Think back some years with me, will you? Back to a time we really don't like to think about. To the weeks after the war in Iraq began. Not to the yay or nay of it, but to the interviews journalists did in what was left of Iraqi  homes.

Do you remember the camera going into houses where women were still doing their best to make a home for their families? There were curtains hung, a vase of flowers on a bright tablecloth. Food being cooked in a pot for the family meal. 

These women knew, more than any of us, how important it is to make a nest, a home, even under terrible circumstances. 

Obviously there is much sadness in this world of ours today, much evil. But we have to go on with our brick-making, don't we? 

Thursday, September 11, 2014

"Danse Macabre"

"It's farewell to the drawing room's mannerly cry,
The professor's logical whereto and why,
The frock-coated diplomat's polished aplomb,
Now matters are settled with gas and with bomb….

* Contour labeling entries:
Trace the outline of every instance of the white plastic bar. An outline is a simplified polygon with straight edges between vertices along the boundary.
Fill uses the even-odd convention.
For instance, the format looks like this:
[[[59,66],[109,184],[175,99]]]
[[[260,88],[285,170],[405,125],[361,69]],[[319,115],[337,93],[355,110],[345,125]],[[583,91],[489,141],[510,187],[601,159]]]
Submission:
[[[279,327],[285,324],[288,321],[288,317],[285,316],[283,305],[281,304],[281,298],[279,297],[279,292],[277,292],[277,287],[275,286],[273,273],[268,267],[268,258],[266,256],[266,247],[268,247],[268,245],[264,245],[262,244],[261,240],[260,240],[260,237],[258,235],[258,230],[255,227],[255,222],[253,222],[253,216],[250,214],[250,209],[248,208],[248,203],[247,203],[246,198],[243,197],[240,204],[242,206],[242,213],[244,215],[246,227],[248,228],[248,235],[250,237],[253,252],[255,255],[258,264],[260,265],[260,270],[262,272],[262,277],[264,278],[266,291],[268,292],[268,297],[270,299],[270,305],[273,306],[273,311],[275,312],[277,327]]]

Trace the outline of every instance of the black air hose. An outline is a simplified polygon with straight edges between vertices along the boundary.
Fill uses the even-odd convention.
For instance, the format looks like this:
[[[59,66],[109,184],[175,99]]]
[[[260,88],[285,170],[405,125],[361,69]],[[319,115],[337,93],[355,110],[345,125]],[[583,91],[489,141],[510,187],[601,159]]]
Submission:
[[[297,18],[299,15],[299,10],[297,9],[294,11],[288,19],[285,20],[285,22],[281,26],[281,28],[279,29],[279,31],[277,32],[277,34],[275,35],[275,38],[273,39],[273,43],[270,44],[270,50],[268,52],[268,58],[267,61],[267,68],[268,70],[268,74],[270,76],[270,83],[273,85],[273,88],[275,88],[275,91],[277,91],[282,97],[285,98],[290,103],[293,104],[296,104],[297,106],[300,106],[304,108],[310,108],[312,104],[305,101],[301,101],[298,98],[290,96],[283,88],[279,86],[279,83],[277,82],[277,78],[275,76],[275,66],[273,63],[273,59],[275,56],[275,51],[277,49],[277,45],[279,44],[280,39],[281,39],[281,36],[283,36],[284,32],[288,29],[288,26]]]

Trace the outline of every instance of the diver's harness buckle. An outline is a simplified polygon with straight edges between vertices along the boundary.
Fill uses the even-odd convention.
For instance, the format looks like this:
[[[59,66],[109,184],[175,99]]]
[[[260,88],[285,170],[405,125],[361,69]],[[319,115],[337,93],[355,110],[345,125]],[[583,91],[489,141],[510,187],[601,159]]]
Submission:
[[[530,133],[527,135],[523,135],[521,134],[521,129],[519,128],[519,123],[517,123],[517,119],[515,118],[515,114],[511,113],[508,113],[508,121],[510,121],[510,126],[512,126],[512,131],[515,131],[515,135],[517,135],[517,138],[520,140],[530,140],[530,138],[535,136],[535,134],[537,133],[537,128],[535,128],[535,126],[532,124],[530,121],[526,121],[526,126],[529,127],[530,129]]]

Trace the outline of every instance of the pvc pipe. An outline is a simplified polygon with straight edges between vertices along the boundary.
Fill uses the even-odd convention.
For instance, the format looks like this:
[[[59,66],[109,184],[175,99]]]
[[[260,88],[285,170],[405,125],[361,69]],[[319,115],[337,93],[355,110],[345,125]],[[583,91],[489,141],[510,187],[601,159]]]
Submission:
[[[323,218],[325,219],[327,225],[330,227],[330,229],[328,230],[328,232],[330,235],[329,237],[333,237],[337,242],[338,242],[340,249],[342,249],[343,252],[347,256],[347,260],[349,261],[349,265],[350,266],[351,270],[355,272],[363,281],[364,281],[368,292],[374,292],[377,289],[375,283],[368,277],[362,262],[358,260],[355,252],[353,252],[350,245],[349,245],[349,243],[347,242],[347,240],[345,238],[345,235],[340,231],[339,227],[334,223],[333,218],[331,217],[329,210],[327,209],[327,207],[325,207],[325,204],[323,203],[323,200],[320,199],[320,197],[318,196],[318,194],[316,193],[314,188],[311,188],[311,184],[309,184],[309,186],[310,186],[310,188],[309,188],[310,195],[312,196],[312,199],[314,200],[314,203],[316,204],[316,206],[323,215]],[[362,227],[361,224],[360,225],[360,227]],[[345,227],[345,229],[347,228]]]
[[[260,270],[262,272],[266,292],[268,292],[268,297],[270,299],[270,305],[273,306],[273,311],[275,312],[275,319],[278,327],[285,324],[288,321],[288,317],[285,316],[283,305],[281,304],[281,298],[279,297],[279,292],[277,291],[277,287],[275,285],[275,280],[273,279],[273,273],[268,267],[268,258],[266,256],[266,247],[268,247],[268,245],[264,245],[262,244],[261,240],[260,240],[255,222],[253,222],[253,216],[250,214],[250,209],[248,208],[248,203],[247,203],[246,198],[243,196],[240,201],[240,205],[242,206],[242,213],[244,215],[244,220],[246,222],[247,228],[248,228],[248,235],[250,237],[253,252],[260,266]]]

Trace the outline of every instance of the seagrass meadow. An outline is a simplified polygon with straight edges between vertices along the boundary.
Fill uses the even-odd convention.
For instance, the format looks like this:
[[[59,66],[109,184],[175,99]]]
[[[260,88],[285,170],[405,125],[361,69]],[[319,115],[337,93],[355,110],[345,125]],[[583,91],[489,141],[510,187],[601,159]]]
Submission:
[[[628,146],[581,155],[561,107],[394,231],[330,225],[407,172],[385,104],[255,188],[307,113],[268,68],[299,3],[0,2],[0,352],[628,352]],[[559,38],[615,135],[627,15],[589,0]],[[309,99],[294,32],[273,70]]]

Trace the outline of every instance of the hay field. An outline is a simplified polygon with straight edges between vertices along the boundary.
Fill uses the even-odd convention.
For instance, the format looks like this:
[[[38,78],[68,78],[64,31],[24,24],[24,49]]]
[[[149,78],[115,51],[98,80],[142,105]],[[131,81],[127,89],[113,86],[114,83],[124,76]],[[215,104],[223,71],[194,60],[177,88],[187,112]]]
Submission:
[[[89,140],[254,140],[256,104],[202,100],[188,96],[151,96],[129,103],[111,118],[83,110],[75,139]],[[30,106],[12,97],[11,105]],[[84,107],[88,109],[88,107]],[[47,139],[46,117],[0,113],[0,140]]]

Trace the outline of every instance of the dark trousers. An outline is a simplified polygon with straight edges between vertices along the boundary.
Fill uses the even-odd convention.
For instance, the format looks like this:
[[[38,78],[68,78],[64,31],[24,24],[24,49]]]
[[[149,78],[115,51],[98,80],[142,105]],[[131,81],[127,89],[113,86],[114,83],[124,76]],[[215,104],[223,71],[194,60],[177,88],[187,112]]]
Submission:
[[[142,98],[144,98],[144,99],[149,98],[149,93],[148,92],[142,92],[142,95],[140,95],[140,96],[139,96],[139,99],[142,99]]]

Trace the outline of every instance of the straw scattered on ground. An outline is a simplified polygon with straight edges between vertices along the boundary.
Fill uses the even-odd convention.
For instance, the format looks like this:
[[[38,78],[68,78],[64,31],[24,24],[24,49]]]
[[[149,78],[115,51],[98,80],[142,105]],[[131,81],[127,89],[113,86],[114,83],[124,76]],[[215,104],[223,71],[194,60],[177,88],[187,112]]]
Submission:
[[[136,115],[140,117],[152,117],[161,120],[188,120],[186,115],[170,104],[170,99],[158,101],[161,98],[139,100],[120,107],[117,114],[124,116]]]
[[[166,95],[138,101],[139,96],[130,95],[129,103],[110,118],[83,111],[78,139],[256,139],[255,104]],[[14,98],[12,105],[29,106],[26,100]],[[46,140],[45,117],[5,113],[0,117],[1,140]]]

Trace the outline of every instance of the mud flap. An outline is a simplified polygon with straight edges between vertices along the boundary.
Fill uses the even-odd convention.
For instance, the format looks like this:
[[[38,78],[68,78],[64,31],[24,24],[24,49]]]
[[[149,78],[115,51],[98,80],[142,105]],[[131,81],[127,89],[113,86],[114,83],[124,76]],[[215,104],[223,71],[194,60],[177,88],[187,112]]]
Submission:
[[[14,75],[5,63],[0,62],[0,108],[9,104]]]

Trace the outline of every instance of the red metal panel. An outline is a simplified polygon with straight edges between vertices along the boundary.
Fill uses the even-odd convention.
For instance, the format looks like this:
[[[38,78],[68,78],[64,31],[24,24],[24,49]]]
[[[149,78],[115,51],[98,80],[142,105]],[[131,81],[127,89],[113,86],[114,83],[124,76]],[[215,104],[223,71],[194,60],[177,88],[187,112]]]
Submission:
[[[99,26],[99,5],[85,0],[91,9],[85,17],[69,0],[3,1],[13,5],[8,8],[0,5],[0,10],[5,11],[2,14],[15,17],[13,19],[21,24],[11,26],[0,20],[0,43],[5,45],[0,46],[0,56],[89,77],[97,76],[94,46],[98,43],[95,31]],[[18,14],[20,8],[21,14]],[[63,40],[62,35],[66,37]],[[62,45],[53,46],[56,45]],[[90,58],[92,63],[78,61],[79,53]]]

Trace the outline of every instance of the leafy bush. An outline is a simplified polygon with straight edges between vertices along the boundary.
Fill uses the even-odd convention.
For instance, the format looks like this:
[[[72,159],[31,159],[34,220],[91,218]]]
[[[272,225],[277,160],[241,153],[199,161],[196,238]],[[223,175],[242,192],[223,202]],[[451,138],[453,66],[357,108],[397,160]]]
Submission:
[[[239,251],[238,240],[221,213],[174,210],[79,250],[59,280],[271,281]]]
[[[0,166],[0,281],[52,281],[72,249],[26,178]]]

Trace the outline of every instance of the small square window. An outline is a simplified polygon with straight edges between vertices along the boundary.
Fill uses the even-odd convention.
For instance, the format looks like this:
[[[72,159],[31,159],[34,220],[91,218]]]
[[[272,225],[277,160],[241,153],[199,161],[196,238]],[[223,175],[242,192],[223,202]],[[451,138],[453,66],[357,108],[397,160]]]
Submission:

* What the task asks:
Copy word for word the part of the passage about keeping a home during war that opens with the words containing "Do you remember" and closes with "and with bomb….". Work only from the passage about keeping a home during war.

* The answer:
Do you remember the camera going into houses where women were still doing their best to make a home for their families? There were curtains hung, a vase of flowers on a bright tablecloth. Food being cooked in a pot for the family meal. 

These women knew, more than any of us, how important it is to make a nest, a home, even under terrible circumstances. 

Obviously there is much sadness in this world of ours today, much evil. But we have to go on with our brick-making, don't we? 

Thursday, September 11, 2014

"Danse Macabre"

"It's farewell to the drawing room's mannerly cry,
The professor's logical whereto and why,
The frock-coated diplomat's polished aplomb,
Now matters are settled with gas and with bomb….